* VORLIEGENDER TEXT *
━━━━━━━━━━
Merkel und die Wohnungsnot: Vor welchen Hindernissen die Bundesregierung steht
Jetzt entdeckt auch die Kanzlerin das Thema Wohnungsnot. Aber die große Koalition muss Wirtschaft wie Mietern gleichermaßen gerecht werden. Fragen und Antworten.
Angela Merkel ist im roten Blazer gekommen, das passt irgendwie. Die Kostenampel steht für viele Mieter schon längst auf rot. Ein Heimspiel hat sie hier beim Deutschen Mietertag in Köln nicht. Es gibt kaum Applaus, viel Kritik schlägt ihr entgegen. „Die Wohnungspolitik ist eigentlich fast zwei Jahrzehnte verschlafen worden“, sagt der scheidende Mieterbund-Präsident Franz-Georg Rips. Und nun haben sich die Probleme in Form von Rekordsteigerungen derart aufgetürmt, dass der Ruf nicht nur in Berlin nach staatlichen Preisdeckeln immer lauter wird.
Was verspricht Merkel?
━━━━━━━━━━
* AUSGELESENE DATENSÄTZE *
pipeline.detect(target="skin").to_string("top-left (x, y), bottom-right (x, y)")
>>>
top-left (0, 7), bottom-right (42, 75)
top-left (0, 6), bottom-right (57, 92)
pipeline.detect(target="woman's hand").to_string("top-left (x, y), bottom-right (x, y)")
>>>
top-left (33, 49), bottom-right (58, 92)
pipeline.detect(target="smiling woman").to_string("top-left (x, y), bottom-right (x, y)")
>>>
━━━━━━━━━━
* ZIEL DER AUFGABE *
Gib den Text über Merkel und die Wohnungsnot in zwei Sätzen wieder.

* RICHTIGE ANTWORT *
Beim Deutschen Mietertag in Köln erhält Angela Merkel kaum Applaus und viel Kritik, und der scheidende Mieterbund-Präsident Franz-Georg Rips sagt, die Wohnungspolitik sei fast zwei Jahrzehnte verschlafen worden. Wegen Rekordsteigerungen wird der Ruf nach staatlichen Preisdeckeln immer lauter, während die große Koalition Wirtschaft wie Mietern gleichermaßen gerecht werden muss.